┌──

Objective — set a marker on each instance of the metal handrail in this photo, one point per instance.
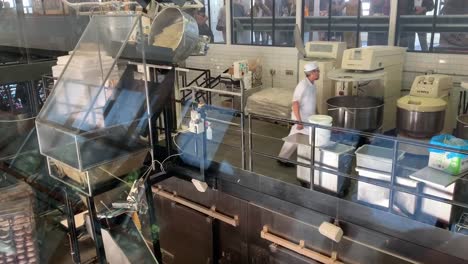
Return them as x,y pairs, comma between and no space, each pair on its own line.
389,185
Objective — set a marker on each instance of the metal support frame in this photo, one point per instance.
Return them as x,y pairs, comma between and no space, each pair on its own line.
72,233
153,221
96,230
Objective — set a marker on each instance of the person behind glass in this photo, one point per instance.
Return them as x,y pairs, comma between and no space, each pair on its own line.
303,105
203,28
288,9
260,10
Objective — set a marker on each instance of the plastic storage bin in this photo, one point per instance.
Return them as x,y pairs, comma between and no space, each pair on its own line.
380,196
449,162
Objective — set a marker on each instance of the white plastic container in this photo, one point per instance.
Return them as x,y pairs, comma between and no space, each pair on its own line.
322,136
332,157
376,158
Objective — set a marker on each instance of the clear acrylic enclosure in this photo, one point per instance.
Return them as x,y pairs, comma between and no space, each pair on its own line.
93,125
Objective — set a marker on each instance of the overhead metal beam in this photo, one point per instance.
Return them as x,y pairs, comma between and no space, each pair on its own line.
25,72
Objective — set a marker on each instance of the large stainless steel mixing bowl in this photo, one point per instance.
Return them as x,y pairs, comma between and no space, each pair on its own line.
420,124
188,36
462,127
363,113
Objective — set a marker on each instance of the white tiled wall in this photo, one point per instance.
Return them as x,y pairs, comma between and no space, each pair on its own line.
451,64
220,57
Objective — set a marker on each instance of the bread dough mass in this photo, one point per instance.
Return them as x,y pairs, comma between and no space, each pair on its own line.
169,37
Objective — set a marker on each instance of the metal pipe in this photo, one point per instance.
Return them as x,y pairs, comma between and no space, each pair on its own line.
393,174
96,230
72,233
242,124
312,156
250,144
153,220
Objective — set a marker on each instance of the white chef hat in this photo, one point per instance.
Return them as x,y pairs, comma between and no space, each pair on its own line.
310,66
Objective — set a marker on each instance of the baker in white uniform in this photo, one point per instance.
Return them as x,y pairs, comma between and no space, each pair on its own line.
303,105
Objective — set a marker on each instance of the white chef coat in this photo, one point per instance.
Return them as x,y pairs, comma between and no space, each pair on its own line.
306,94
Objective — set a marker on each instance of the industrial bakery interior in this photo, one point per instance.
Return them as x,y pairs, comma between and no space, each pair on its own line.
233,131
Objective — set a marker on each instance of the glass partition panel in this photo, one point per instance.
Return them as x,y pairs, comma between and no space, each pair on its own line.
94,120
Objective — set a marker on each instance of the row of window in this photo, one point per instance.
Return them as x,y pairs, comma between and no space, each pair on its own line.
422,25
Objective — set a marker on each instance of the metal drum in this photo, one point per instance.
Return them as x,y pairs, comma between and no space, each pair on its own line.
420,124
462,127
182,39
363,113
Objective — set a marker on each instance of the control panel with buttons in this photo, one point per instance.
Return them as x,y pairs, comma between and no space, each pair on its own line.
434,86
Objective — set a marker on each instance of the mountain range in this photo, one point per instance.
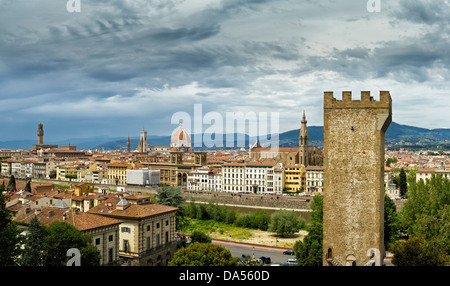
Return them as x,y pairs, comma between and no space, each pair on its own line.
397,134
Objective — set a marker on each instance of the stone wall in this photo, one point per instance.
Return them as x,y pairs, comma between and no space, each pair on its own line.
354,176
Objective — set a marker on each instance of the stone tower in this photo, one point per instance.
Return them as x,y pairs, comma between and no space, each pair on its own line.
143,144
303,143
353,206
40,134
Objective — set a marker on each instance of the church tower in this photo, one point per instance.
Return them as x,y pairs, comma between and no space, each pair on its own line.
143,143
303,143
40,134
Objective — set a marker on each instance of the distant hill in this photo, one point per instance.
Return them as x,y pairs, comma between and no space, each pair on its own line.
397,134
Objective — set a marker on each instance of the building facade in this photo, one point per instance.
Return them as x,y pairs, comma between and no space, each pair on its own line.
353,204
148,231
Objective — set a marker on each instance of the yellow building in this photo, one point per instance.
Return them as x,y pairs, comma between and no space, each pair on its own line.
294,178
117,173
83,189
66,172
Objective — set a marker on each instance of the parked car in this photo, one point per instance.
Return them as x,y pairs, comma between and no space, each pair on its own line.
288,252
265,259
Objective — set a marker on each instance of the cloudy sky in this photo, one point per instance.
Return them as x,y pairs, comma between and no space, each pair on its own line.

└──

→ **JOB**
Leave the pictures out and output the rest of the listing exactly.

→ **SOLUTION FOR THIS PROBLEM**
Objective — set a marker on each instance of the metal handrail in this photo, one point per instance.
Return them as x,y pairs, comma between and no space, each pair on its own line.
389,185
Objective — set a marker on each instance of the metal support frame in this photo, one point per instance.
Return them as x,y pairs, comma between and no space, each pair on its own line.
72,233
153,221
96,230
Objective — set a marker on each instance of the person behind glass in this photo, one point per instance.
Return them as x,y pairs, comma between and no space, each pair on its own line.
303,105
203,28
288,9
260,10
Objective — set a marker on each instance of the plastic storage bin in this photo, one point per instance.
Return them as x,y pairs, comma between and no space, each pair on its own line.
380,196
449,162
Objective — set a marker on each instance of the white plastic container in this photo, one point per instance.
Return them as x,y pairs, comma between and no space, each pair on its own line.
322,136
332,157
376,158
Objective — set a marker on each instance of the clear acrylic enclosure in this photo, one point per instance.
Return them as x,y pairs, comma between and no space, each pair on its own line.
93,125
Objective — set a marker on each instance of the overhead metal beam in this photo, one point per instance.
Return them as x,y pairs, comma between and no space, each pair on its own line.
25,72
Objective — set a marker on each instance of the large stainless steel mixing bowl in this photo, one point per instance.
Return them as x,y pairs, comma between and no space, each pair on its own line.
420,124
188,36
462,127
363,113
Objective — set a marker on each instance of the white tiled wall in this photo, one point per instance.
Return them as x,y pairs, comma between and no space, each pair on its own line.
451,64
220,57
Objective — set a marker on each instance of the bread dough mass in this photo, one point per instance.
Return them as x,y pairs, comma between and no space, each pair on its own line.
169,37
Objective — set a marker on each instance of the metal pipe in this photo, one point per instance.
Return them as x,y pairs, comma between and no space, each pair on its own line.
393,174
96,230
72,233
242,124
312,156
250,144
153,220
Objective — set a marker on each instance of the white chef hat in this photo, one point per instance.
Return them as x,y pairs, comma between and no space, each pair on its own line.
310,66
Objective — set a marker on each instance of the baker in white uniform in this photo, one point per instance.
Return them as x,y pairs, comma between and no space, each pair on its own line.
303,105
Objective — set a marker on each instance of the white chef coat in this photo, one point per instance.
Return them as x,y pairs, comma between and no space, each pair on its own line.
306,94
Objective — set a marker on each instance of the industrial bakery interior in this photo, one point per instance.
Return them as x,y pairs, comma between and no space, each pair on its own line.
233,131
Objective — set a marker on each instance of the glass partition panel in this photo, one point per instance.
Return them as x,y pairs, comma between and no space, each pair on its own line.
94,120
Objective — set a marker on each instance of the row of window in this photo, one point per instance.
Return them as x,y pairs, comma between and no space, each pair on its own line.
422,25
Objective — set a marker on each instance of the metal drum in this photo, one point per instance.
Return them as x,y pairs, comma between and no space, each pair on its own line.
420,124
462,127
182,39
363,113
Objective — set a marker on each instance of the control panel with buttons in this photo, one point per instance.
Return them as x,y pairs, comma between and no space, each pair on its own line.
434,86
Objective — set a marker on each instance of the mountain range in this photo, one point per instance.
Return them as x,y pairs, comma between and no space, each pair on its own line.
397,134
Objective — set a marker on each instance of the stone wall in this photo, one point per instance.
Return them as x,y pairs, comma between and no space, each pair on its own line.
354,176
Objective — set a marker on each instance of the stone tower in this photo, one point per instance.
Return them as x,y pairs, comma between and no space, each pair on its own line.
143,144
303,143
353,206
40,134
Objective — set a marker on each instance of the church tower in this photo, one point per instance.
Return them as x,y pairs, comma between and no space, each pair on its own line.
143,143
303,143
40,134
Objective — set a marker on each instance of the distant hill in this photo, one point per instance.
Return them as x,y pairs, comma between and no space, each pair on its own line.
397,134
Objective — set a marker on each instance of the building facade in this photo, one point per instance.
Return them as x,y pairs, comma between and no space, each pair on its own line.
353,204
148,231
Objective — set a marker on each instance of the yellow building in this photo, one point per instance.
Return them as x,y pairs, comma between and no space, each pair on its own line.
294,178
117,173
83,189
66,172
Objective — set a marker on each instance of the parked car in this photo, one point per instance.
Return them as x,y pairs, comma between and no space, each pair on its own line.
288,252
265,259
Objective — set a marker on each instance of the cloudy sky in this photo, one point per instance.
Return them as x,y pairs, comma between and no space, each pair on its own line.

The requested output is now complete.